Every line below should be copied exactly; drop the pictures.

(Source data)
# # # #

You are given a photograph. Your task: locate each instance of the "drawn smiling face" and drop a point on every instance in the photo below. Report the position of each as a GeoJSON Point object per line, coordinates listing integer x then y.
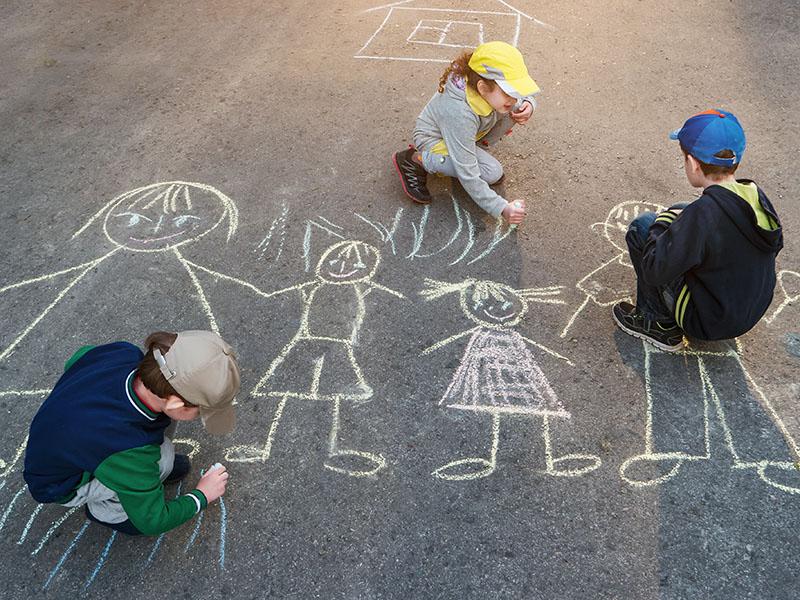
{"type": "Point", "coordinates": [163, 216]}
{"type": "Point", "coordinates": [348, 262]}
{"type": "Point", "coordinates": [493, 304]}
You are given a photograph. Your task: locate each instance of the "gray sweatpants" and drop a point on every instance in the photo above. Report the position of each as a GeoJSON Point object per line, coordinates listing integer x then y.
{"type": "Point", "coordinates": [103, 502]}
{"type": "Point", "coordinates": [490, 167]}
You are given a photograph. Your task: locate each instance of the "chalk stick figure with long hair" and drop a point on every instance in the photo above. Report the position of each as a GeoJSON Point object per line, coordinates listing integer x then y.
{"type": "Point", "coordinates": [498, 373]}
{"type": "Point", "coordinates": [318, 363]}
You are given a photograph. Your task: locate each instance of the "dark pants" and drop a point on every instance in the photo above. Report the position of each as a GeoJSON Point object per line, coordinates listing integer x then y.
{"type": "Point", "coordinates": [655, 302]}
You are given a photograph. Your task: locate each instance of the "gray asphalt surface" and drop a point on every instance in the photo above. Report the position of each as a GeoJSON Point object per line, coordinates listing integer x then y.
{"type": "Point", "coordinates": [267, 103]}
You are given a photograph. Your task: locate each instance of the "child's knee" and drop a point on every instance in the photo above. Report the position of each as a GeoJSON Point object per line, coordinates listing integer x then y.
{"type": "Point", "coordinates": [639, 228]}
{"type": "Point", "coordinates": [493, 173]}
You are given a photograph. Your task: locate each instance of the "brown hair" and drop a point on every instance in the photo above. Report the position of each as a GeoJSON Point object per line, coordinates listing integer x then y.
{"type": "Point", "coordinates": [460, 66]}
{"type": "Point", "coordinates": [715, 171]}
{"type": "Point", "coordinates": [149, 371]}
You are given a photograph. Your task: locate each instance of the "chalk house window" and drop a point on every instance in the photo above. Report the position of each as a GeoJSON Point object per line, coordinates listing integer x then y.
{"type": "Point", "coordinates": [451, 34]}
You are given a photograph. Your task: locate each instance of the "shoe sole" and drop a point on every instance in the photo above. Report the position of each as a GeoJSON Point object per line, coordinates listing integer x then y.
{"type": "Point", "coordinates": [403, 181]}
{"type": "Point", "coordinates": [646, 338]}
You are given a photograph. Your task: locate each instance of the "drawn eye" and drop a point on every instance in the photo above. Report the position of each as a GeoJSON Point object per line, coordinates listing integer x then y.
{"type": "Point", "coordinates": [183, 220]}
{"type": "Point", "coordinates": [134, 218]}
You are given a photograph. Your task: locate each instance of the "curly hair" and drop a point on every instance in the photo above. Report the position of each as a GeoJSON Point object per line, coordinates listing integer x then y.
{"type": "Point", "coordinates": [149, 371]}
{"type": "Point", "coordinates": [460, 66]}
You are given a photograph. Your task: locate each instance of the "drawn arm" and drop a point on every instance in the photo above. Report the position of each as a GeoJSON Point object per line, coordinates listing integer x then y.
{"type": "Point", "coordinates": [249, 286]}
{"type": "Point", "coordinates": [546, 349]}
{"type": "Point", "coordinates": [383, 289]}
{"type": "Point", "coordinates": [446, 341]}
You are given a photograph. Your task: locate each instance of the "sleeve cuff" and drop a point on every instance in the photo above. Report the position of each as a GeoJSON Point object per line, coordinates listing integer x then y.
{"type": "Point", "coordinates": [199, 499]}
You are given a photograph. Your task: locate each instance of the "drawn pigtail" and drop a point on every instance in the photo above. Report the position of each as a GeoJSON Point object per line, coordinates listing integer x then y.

# # # #

**Response for this exercise**
You are given a photograph. Your task: locate each instance of the "drawn smiling face" and drop a point on every instance in the photo below. Report the position of each as a GeoJSON Point object per line, coordinates listing integer x then y.
{"type": "Point", "coordinates": [163, 216]}
{"type": "Point", "coordinates": [348, 262]}
{"type": "Point", "coordinates": [493, 304]}
You are given a photograph. Your task: locate each instance of the "gray sweatpants" and drop a point on every instance in the photo above. Report the position of each as a GeoJSON Point object per line, coordinates listing integer x then y.
{"type": "Point", "coordinates": [103, 502]}
{"type": "Point", "coordinates": [490, 167]}
You are given a photograph. Your task: locate each instance of the "chalk stick figure with long hair" and drop a point on every instance in the photo above. Report the position of each as a GeoJSON Point object per line, coordinates listing integer x then y.
{"type": "Point", "coordinates": [498, 373]}
{"type": "Point", "coordinates": [318, 363]}
You are given a photograph. Your task: locate each instance of the "dark pants" and drop a point on every instance in the photo above. Report the position of each as a GeoJSON Point object per line, coordinates listing integer x then y.
{"type": "Point", "coordinates": [655, 302]}
You are given a photograph. Your task: locate each instance of the "gray asphalt surface" and drop a point on every instance in the photo above. Report the position of each as a GeoJSON Point object per line, coordinates listing integer x then y.
{"type": "Point", "coordinates": [267, 103]}
You are given a photograph. Your task: locate each instance of the "child's knee" and drop a point on every instance in the photo above. Report the position of each as a GeoJSON Point object per line, coordinates listing integer x then y.
{"type": "Point", "coordinates": [639, 228]}
{"type": "Point", "coordinates": [493, 173]}
You are given a photograph. Your task: locate each instance of the "brown hair" and drop a point on every instance in the photo above. Report the position of each as a GeoJSON Point object per line, coordinates listing integer x then y.
{"type": "Point", "coordinates": [460, 66]}
{"type": "Point", "coordinates": [715, 171]}
{"type": "Point", "coordinates": [149, 371]}
You are given a photograph. Your task: locate each instance of the "chalk house window" and drop a point on every instance in the photo above. Report the position of each as a GeoJSON Point object per line, coordinates listing integer x then y.
{"type": "Point", "coordinates": [451, 34]}
You are given a photograph. Your task: locate each instance of the "shoe sole" and drop a point on every instance in the photo above. Report the position of each as a GeoJSON Point object per line, coordinates listing integer x then y.
{"type": "Point", "coordinates": [403, 181]}
{"type": "Point", "coordinates": [646, 338]}
You are given a photograph. Your task: locate each instance of the "drawn eye" and drop a point on every instance in the photo above. Report the position of each as a GeoJSON Point object per line, coordinates listing integer x then y.
{"type": "Point", "coordinates": [183, 220]}
{"type": "Point", "coordinates": [134, 218]}
You are given a photograph. Your task: locate each instance of the "curly hair" and drop a point on every instance in the photo above. Report the position of each as a GeoJSON Point object per line, coordinates listing integer x then y.
{"type": "Point", "coordinates": [149, 371]}
{"type": "Point", "coordinates": [460, 66]}
You are given a photograph. Your task: locate each instance of the "drawn arm" and drop a point on every instance in the photo above. Report the position of each as a GeoJSON Point object per line, coordinates listing integer x then y.
{"type": "Point", "coordinates": [249, 286]}
{"type": "Point", "coordinates": [546, 349]}
{"type": "Point", "coordinates": [383, 289]}
{"type": "Point", "coordinates": [446, 341]}
You are given a photograph. Your task: locate each instance of the "sleeve cuff" and drop a point on every instance in the photo above. Report the position of each as a GeoJSON Point object per line, coordinates listing integer x then y.
{"type": "Point", "coordinates": [199, 499]}
You are given a photograph. Your task: locate each instance of the "drawn pigtail" and drop a point on every instance in the photo above. Report the position of each as a GeoJSON Point object per line, coordinates listing integer x then y.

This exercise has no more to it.